原文:
==*==
元来、言葉といふものは時代が進むに従つて、同じ言葉が非常に複雑な意味を持つやうになります。芝居といふ言葉、生活といふ言葉と、かう二つ並べましたが、何れも現代に於いてかなり面倒な言葉になりました。昔は芝居を観に行くと言へばそれで通用したのであります。ところが今、芝居を観に行く、といふと、それを聞いた人は、どんな芝居を観に行くかといふ疑問を直ぐ起したり、どういふ種類の芝居を観に行くかその観に行く芝居の種類に従つて相手の人間を判断出来るやうな時代になつて来ました。ですから今では、芝居を観に行くといふ言葉は殆んど実際に於ては使用されない。例へば歌舞伎へ行く、東宝へ行く、或は築地小劇場に行く、さういふやうな言ひ方をします。故に芝居といふ言葉が余程特別の意味を付けなければ通用しない時代がもう直ぐ来るだらうと思ひます。また生活といふ言葉も同様であります。生活に困るとか、生活の為に何々をするといへばはつきり判るのですが、「あの男は生活をもつてゐる」「あそこには生活がある」と言ふやうな言ひ方は此処にお集りの諸君にはその意味がお判りになると思ひますが、判らない人が日本には沢山あると思ひます。例をとるならば、恐らく日本中の代議士の九分迄は判らないでせう。(拍手・笑声あり)
さういふ風なやゝこしい言葉が今日どうしても必要なんです。それを使はなければ意味の通じないことが沢山あります。幸ひかういふやうな集りでは、我々が言はうとしてゐることが聴衆の皆さんにはピンと響くだらうと、確信を以て喋れるのは非常に愉快であります。
世間に出て、種々話が通じないと言ふもどかしさを、我々は随分感じ、また皆さんも御自分の周囲で感じられることが度々だらうと思ひます。さういふ時代の演劇に就いて話をするといふことが今日の会合の目的なんです。けれども、今迄既に種々専門的立場から、現代劇といふものに就いて、或は演劇の現代性、作品の現代性に就いてお話がありましたので、私はもつと雑文的に或は随筆的に話しをすることで勘弁して頂きます。
先づ今日、芝居を観に行くといふ言葉が段々なくなつたやうに、芝居を観に行く人が段々少なくなつた。然し乍ら、これは歌舞伎や新派がさうであるとともに、新しく勃興した新劇といふものも見物が非常に少いので悩んで居ります。結局育たない。その原因に就いて実際にその仕事に携つてゐる者が種々研究をして居りますが、それは直ぐ明日から何うなると言ふものではありません。もう少し我々はさういふ状態になつてゐる日本の現在といふものに就いて考へて見なければなりません。
==*==
利用可能なデータ:
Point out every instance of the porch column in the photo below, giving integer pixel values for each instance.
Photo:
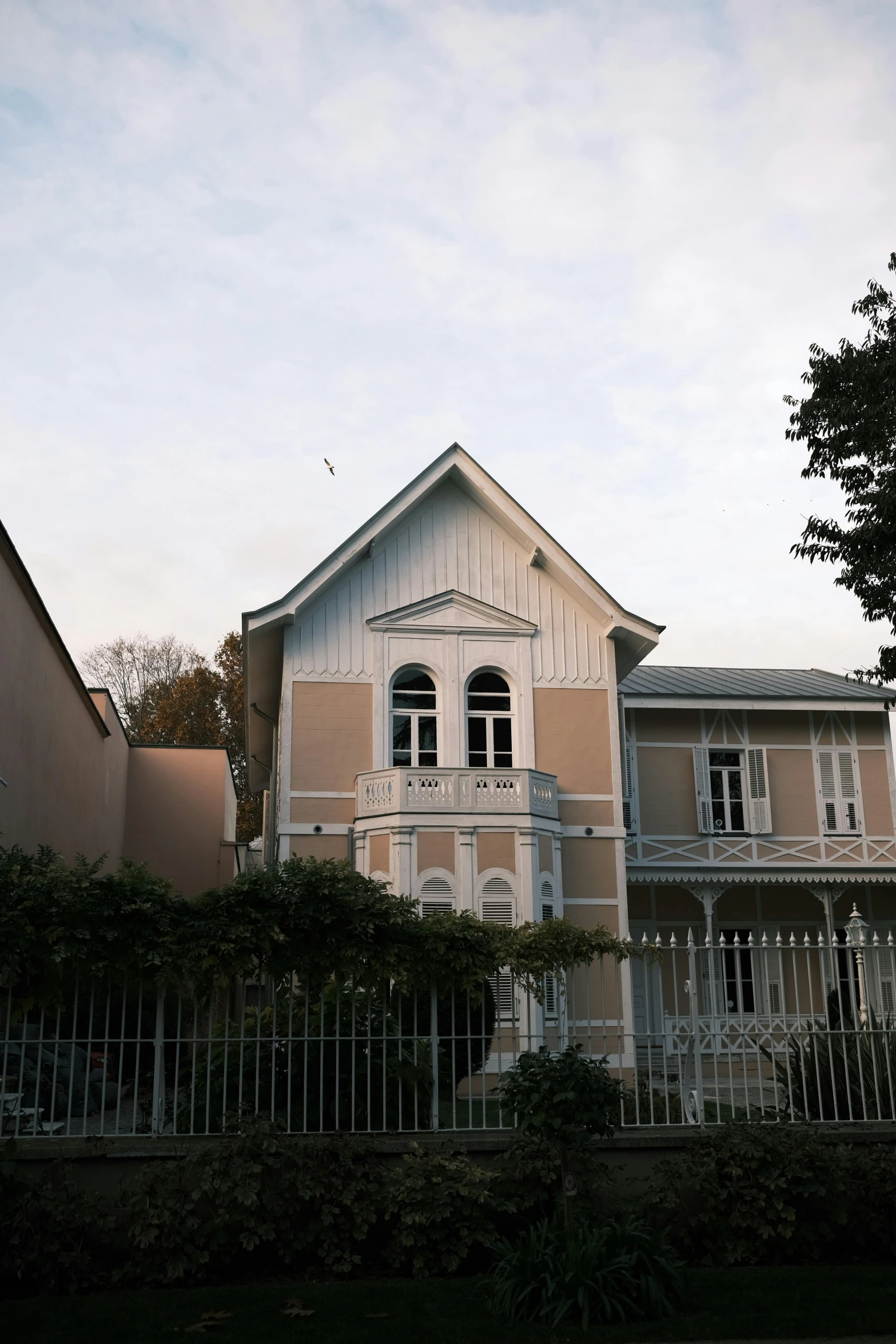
==*==
設問内容: 原文で、「芝居を観に行く」の代わりに使われる言い方の例として、行き先には何が挙げられていますか。すべて答えてください。

正解: 歌舞伎、東宝、築地小劇場